YOUR TASK: Take the line with "the baseboard, where" and all lines after it, through the end of the records below, and repeat them exactly.

EXTRACTED RECORDS:

-=-=-=-=-

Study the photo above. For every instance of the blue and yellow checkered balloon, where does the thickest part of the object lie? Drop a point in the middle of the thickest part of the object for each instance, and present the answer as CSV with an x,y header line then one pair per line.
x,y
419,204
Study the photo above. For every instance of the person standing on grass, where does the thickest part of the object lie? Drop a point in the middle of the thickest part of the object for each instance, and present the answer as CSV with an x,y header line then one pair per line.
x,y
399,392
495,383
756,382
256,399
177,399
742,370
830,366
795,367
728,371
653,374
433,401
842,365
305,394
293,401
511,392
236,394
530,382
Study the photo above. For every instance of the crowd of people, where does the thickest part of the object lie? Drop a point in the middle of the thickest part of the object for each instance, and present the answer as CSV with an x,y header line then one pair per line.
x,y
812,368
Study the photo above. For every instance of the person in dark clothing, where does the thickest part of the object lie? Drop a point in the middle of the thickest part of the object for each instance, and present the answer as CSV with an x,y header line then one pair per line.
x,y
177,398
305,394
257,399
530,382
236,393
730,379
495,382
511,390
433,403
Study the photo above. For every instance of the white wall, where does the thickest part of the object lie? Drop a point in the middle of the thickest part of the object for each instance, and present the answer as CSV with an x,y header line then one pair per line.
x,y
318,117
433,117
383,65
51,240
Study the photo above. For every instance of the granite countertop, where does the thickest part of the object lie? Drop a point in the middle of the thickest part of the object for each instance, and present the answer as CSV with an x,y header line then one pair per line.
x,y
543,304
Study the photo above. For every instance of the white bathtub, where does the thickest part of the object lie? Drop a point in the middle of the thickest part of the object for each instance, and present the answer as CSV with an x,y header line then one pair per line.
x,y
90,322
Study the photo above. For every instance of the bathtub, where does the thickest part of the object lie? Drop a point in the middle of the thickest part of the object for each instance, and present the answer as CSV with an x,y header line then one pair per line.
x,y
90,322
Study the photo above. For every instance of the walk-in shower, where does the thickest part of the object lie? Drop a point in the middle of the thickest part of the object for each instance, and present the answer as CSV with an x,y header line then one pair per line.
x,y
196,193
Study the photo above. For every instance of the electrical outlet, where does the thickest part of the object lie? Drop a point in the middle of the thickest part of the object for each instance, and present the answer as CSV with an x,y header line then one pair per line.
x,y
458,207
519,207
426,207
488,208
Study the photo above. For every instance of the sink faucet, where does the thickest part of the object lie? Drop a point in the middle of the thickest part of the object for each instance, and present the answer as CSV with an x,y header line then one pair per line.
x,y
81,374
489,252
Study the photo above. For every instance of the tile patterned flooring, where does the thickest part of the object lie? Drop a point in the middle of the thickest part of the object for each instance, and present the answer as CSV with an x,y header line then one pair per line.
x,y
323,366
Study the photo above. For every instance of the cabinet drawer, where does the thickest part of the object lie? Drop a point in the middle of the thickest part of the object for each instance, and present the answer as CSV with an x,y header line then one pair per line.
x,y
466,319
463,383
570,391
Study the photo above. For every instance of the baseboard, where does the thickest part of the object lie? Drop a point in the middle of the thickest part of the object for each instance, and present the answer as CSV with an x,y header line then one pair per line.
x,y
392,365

-=-=-=-=-

EXERCISE ANSWER:
Study the photo above. For every instance of the baseboard, where does the thickest part of the object lie? Drop a point in the middle of the thickest part of the object for each instance, and present the answer as CSV with an x,y header line then one pair per line.
x,y
392,365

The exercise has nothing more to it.